◆ EXERCISE
Carry on the forum thread about retrofitting steering wheel audio controls to a 2008 Sentra, starting after its last sentence.

◆ TEXT SHOWN
# 08 SENTRA - Retrofit Steering Wheel Controls



## 008 (Jan 20, 2009)

Hey guys,

I've recently bought myself a new 2.0S, so I registered in the forums just now.

I live in Brazil, and here the 2.0S comes with the 6-speaker single CD player, no MP3 and, alas, it didn't come with steering wheel controls. Not even the Brazilian-market top trim, the 2.0SL, comes with them! Quite usual for models and versions to be stripped down to be sold here, which is bad. 

In my case, I just have a blank plastic "faceplate" on the left side of my steering wheel where the audio buttons should be.

Would any of you know if there is a way of retrofitting the audio controls to my steering wheel? I've done a lot of research and found that in other Nissan models the controls and the "faceplate" are actually one part as a whole, I thought if I could get a hold on a set of audio controls I'd maybe be able to pull my wheel apart and put the controls in place of that blank faceplate.

◆ SOURCE DATA
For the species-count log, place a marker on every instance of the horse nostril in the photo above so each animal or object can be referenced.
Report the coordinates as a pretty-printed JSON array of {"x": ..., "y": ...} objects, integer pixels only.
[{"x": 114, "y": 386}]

◆ RESPONSE TO THE EXERCISE
But for that, I would need to find out:

* If i can get these steering wheel controls somewhere
* Whether my car would have the proper harness fitted.

Just for reference - I have found this guide for doing exactly the same thing on a 350Z: http://www.350z-tech.com/zwiki...stall

It seems doable on the Sentra too, the only difference being that I'd like to keep the original stereo because the trip computer is tied to it.

Well, this is a helluva long text, but thanks for any help on this!

Cheers


----------



## 008 (Jan 20, 2009)

Ooops i messed the writeup link.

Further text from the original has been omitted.